- 발췌 본문 -

┌──

Structural and Magnetic Properties of Fe-Diluted Si Alloy Films by Pulsed-Laser Deposition

  • 투고 : 2012.07.10
  • 심사 : 2012.09.24
  • 발행 : 2012.09.30

초록

펄스레이저 증착법으로 P형 실리콘(100) 기판위에 증착한 Fe 희석된 Si 합금의 구조와 전기적 및 자기적 물성을 연구하였다. 합금시료에 대한 X-선 회절패턴에서 육방정계에 해당하는 FeSi, $Fe_3Si$, 및 $Fe_5Si_3$와 관련된 여러 개의 회절신호가 관측되었으며, 에너지분산분광 측정에 의한 시료내 Fe 원자의 함량은 1.25~6.49 atm, %로 나타났다. 또한, 온도변화에 따른 전기비저항 값의 측정으로부터 5.21 meV와 7.79 meV 두 개의 활성화에너지를 얻을 수 있었다. 절대온도 10 K에서 측정한 최대 자화는 약 100 emu/cc로 나타났으며, 3,000 Oe의 외부자기장하에서 온도의 함수로 측정한 자화 값으로부터 시료의 강자성 특성은 350 K까지도 유지됨을 알 수 있었다.

└──

- 객체 위치 표시 항목 -
┌──

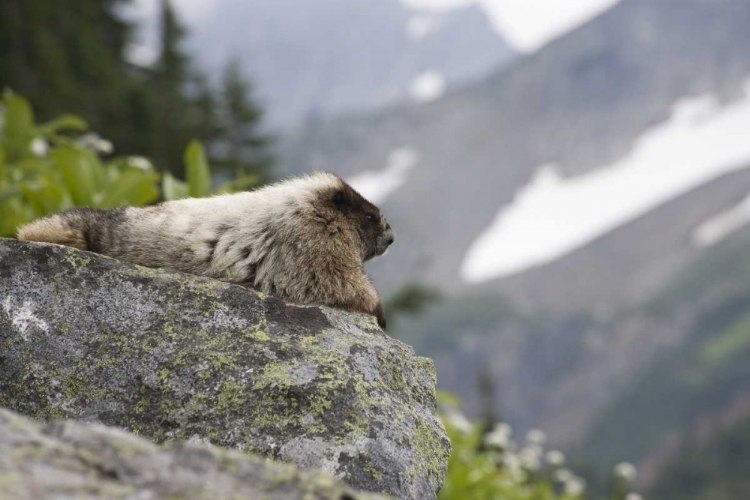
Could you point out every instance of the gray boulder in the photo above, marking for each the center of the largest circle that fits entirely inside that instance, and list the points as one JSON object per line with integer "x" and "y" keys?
{"x": 171, "y": 356}
{"x": 65, "y": 460}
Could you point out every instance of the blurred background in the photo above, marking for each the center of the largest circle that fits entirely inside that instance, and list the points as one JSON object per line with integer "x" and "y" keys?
{"x": 569, "y": 182}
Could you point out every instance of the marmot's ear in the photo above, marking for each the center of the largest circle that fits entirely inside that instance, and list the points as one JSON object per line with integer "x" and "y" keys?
{"x": 338, "y": 198}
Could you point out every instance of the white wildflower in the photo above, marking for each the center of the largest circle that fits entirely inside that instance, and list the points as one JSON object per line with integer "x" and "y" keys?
{"x": 39, "y": 147}
{"x": 105, "y": 146}
{"x": 503, "y": 428}
{"x": 535, "y": 436}
{"x": 574, "y": 486}
{"x": 140, "y": 162}
{"x": 625, "y": 471}
{"x": 499, "y": 437}
{"x": 555, "y": 458}
{"x": 512, "y": 465}
{"x": 531, "y": 458}
{"x": 562, "y": 475}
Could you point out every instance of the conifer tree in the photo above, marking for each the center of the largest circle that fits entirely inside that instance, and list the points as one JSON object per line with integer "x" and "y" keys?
{"x": 247, "y": 146}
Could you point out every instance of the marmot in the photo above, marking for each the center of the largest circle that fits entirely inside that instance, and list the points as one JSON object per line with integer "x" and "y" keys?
{"x": 304, "y": 240}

└──

- 과제 지시 1 -
Fe 희석 Si 합금 박막 초록에서 "Structural and Magnetic"부터 "유지됨을 알 수 있었다."까지, 두 구절을 모두 포함하여 한 글자도 바꾸지 말고 다시 옮겨 적으십시오.
- 과제 지시 2 -
위 항목 가운데 "Could you point out every instance of the marmot in" 문구가 들어 있는 줄부터 항목 마지막 줄까지만, 항목 하나당 한 행인 2열 CSV로 변환하십시오. 열 이름은 입력과 출력으로 하고, 각 값은 줄바꿈을 공백으로 바꾼 뒤 큰따옴표로 감싼 하나의 필드에 넣으십시오.

- 정답 1 -
Structural and Magnetic Properties of Fe-Diluted Si Alloy Films by Pulsed-Laser Deposition

  • 투고 : 2012.07.10
  • 심사 : 2012.09.24
  • 발행 : 2012.09.30

초록

펄스레이저 증착법으로 P형 실리콘(100) 기판위에 증착한 Fe 희석된 Si 합금의 구조와 전기적 및 자기적 물성을 연구하였다. 합금시료에 대한 X-선 회절패턴에서 육방정계에 해당하는 FeSi, $Fe_3Si$, 및 $Fe_5Si_3$와 관련된 여러 개의 회절신호가 관측되었으며, 에너지분산분광 측정에 의한 시료내 Fe 원자의 함량은 1.25~6.49 atm, %로 나타났다. 또한, 온도변화에 따른 전기비저항 값의 측정으로부터 5.21 meV와 7.79 meV 두 개의 활성화에너지를 얻을 수 있었다. 절대온도 10 K에서 측정한 최대 자화는 약 100 emu/cc로 나타났으며, 3,000 Oe의 외부자기장하에서 온도의 함수로 측정한 자화 값으로부터 시료의 강자성 특성은 350 K까지도 유지됨을 알 수 있었다.

- 정답 2 -
입력,출력
"Could you point out every instance of the marmot in the photo above, marking for each the center of the largest circle that fits entirely inside that instance, and list the points as one JSON object per line with integer ""x"" and ""y"" keys?","{""x"": 304, ""y"": 240}"